Copy the records from the line with "For the site" through the end of the records, requests included, but raise every coordinate in the answers by 97 and leave the pictures out.

## BEGIN Input for this task

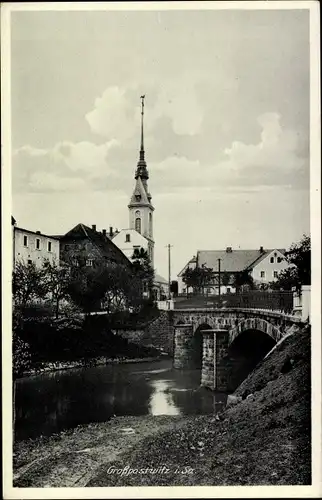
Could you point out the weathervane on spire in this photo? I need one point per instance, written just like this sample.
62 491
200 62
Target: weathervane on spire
142 139
142 102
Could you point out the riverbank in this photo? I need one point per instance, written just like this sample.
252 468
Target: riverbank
58 365
263 439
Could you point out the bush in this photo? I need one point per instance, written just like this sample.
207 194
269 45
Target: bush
68 340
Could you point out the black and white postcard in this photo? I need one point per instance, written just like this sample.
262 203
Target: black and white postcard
161 249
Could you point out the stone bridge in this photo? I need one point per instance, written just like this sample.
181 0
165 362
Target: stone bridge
227 344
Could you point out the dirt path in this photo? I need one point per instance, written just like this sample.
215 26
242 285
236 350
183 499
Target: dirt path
72 458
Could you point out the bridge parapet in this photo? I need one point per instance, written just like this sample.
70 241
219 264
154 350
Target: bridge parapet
219 329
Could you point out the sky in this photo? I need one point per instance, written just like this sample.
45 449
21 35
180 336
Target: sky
226 124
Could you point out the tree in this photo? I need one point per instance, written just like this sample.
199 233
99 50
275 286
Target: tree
225 278
198 278
28 284
143 270
113 288
243 279
57 279
299 271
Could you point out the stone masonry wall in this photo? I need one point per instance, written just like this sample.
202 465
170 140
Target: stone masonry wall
183 349
159 333
207 373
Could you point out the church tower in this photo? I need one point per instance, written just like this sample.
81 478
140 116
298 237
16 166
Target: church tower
140 206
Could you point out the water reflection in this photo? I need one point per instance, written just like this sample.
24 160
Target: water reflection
161 402
51 402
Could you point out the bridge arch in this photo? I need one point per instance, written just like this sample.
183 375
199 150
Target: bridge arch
258 324
197 344
248 344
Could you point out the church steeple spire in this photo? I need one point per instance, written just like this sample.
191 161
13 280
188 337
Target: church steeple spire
142 130
142 170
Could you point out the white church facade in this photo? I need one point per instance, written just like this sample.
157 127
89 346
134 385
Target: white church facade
139 233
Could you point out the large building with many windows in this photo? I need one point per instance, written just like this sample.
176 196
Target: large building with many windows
33 246
263 265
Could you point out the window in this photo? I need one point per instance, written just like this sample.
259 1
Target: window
138 224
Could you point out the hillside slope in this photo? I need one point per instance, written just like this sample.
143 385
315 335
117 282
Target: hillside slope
264 439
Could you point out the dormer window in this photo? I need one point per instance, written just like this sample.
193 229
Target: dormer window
138 224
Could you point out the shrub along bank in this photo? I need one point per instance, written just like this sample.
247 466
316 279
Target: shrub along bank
69 340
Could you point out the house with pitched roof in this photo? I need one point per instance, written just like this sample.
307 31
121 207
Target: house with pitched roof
33 246
90 245
263 265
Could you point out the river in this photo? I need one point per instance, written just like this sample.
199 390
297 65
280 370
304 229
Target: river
55 401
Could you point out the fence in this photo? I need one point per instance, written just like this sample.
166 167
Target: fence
255 299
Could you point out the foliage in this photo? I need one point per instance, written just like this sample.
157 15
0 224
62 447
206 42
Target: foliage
299 272
174 288
92 337
110 288
225 278
143 270
57 279
243 280
198 278
28 284
21 356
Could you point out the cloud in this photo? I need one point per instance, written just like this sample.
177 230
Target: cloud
66 166
276 160
116 112
273 161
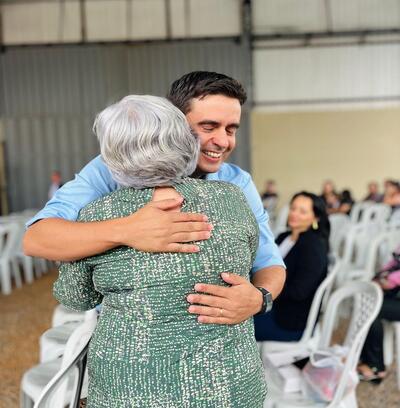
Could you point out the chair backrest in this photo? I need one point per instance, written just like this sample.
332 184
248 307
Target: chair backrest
320 297
358 209
66 383
366 299
380 251
9 233
379 213
340 224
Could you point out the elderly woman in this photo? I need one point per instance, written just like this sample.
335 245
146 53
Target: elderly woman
147 351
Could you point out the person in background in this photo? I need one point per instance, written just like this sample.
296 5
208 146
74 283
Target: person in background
392 194
305 251
56 183
146 350
270 198
373 193
330 197
212 105
372 366
346 202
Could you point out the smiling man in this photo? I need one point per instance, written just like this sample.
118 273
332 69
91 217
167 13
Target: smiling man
212 105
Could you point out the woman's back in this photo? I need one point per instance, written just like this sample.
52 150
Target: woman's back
147 348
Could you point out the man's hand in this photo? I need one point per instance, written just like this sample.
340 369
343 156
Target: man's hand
155 228
226 305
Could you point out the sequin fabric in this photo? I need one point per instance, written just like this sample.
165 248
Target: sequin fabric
147 350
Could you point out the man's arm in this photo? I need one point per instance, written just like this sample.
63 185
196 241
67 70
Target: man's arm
54 234
239 301
150 229
242 300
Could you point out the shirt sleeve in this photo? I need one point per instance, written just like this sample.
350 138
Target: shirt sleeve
92 182
267 253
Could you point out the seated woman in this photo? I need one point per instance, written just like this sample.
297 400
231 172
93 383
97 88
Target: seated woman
305 252
372 366
147 350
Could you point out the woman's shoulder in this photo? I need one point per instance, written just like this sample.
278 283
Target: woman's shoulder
212 188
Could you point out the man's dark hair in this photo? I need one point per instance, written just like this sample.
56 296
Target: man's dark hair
198 84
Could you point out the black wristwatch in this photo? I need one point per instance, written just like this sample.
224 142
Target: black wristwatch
267 301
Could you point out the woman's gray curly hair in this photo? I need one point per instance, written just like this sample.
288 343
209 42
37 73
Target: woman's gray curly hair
145 141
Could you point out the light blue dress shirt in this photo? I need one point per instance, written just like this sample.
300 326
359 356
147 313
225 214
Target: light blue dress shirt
95 181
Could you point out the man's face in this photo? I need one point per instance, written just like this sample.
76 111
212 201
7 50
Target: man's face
215 119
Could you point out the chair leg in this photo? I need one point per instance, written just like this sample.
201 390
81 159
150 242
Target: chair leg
388 345
397 335
25 401
5 277
37 268
28 269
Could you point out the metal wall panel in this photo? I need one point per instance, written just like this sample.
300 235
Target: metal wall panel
50 95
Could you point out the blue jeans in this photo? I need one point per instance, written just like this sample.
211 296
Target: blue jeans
266 329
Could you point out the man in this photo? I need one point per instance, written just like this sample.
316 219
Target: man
56 183
212 104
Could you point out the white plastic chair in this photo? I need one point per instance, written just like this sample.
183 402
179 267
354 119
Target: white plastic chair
311 332
358 209
63 315
53 341
379 252
8 239
367 301
340 224
54 384
378 213
357 246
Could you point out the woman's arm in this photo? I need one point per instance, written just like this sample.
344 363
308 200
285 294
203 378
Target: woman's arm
74 287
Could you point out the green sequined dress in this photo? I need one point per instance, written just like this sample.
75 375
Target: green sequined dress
147 351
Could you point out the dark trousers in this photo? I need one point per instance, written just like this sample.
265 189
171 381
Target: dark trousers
266 329
372 353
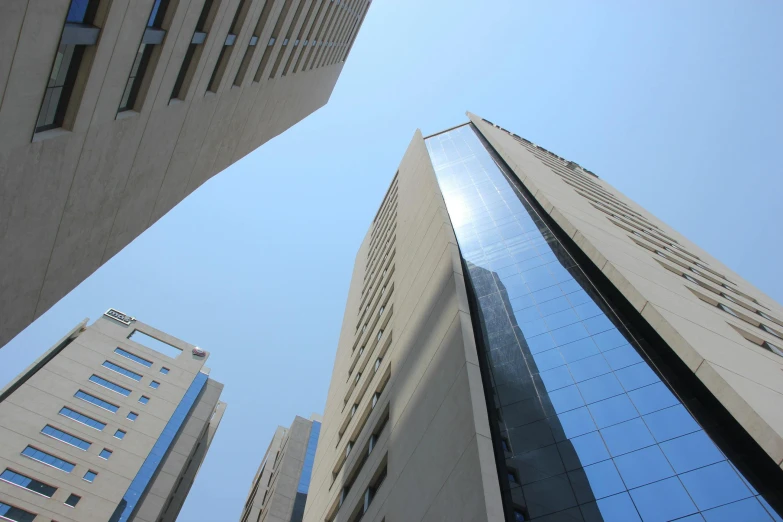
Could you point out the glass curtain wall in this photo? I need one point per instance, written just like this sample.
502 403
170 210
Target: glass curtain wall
587 428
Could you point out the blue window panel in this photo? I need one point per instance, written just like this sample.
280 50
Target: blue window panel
617 508
600 388
16 514
748 510
84 419
100 381
643 467
663 501
67 438
613 411
123 371
141 480
652 398
627 436
691 451
96 401
48 459
132 357
28 483
636 376
670 423
589 367
715 485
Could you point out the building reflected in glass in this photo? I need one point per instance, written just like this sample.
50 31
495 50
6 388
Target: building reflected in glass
587 428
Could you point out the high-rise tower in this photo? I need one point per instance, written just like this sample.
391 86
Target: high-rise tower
111 424
112 112
523 342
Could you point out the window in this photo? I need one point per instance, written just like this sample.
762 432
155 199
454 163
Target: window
100 381
134 358
66 438
23 481
16 514
135 87
119 369
193 54
96 401
49 460
772 348
84 419
78 34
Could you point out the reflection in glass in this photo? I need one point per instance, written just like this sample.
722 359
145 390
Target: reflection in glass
588 429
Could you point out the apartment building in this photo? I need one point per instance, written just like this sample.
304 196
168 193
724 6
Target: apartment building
113 111
280 486
522 342
111 424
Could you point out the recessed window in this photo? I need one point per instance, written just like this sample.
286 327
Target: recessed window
26 482
49 460
773 348
16 514
132 357
51 431
122 371
100 381
96 401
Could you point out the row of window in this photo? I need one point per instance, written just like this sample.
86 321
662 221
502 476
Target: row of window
81 32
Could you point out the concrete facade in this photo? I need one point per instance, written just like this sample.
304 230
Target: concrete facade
417 423
73 196
280 486
168 408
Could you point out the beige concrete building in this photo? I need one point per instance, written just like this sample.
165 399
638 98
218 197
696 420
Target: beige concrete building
111 424
523 342
280 486
113 111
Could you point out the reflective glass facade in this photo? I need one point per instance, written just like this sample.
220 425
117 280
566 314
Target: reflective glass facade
588 430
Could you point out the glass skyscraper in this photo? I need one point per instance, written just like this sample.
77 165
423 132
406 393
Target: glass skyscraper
522 342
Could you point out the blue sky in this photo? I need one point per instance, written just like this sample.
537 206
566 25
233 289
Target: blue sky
677 104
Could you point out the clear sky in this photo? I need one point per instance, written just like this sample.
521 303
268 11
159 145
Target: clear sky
677 104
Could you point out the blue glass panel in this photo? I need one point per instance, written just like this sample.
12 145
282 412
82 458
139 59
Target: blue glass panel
566 374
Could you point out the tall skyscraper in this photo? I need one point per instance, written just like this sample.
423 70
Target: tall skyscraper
523 342
111 424
279 489
112 112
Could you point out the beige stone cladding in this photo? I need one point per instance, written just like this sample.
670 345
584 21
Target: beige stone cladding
405 433
106 399
274 495
722 327
73 196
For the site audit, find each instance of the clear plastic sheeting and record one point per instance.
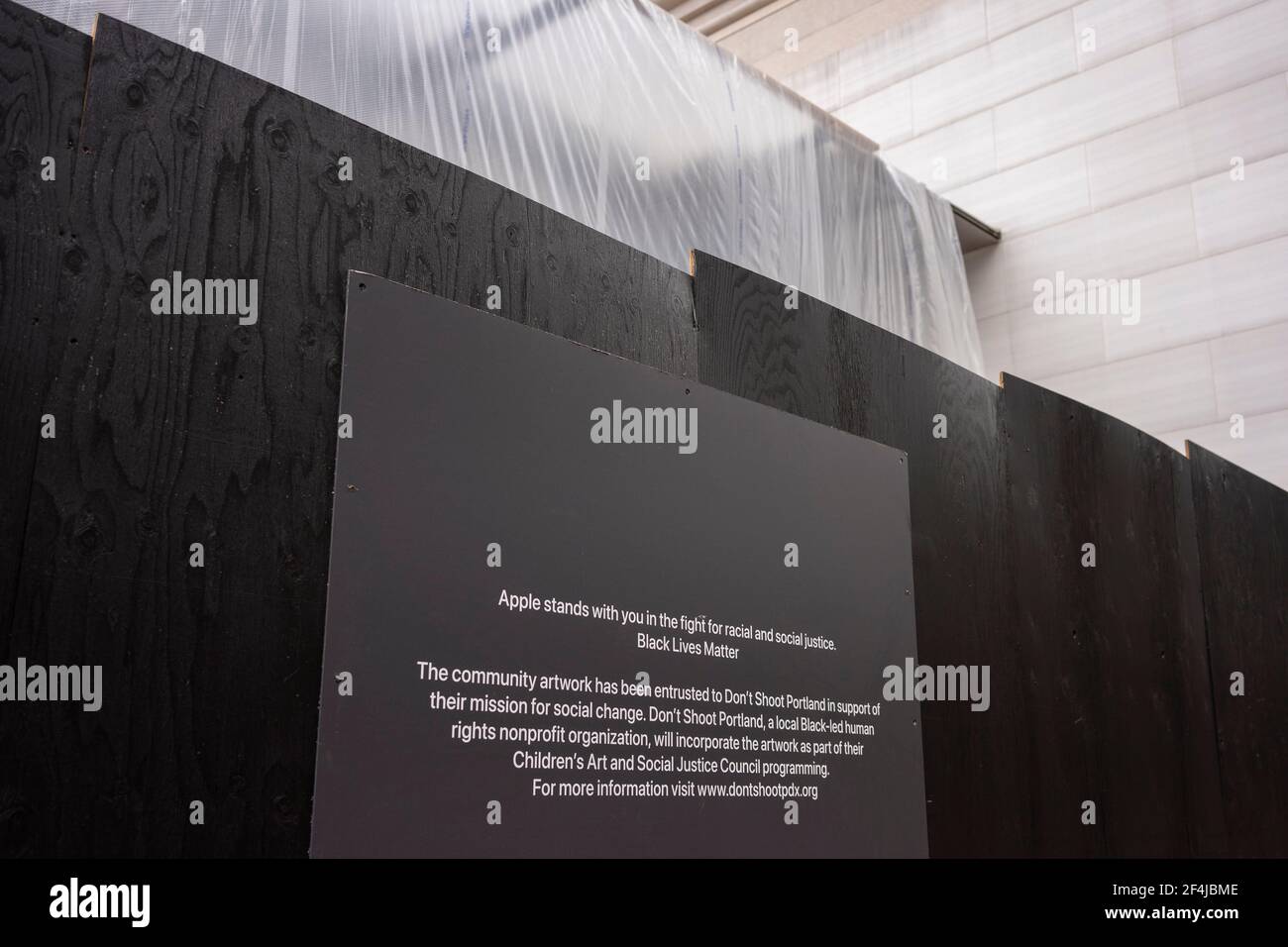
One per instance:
(618, 116)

## END Input for this task

Solved exercise:
For the site audit, find each instance of the clear plastic sheeting and record one point per instance.
One per instance:
(715, 213)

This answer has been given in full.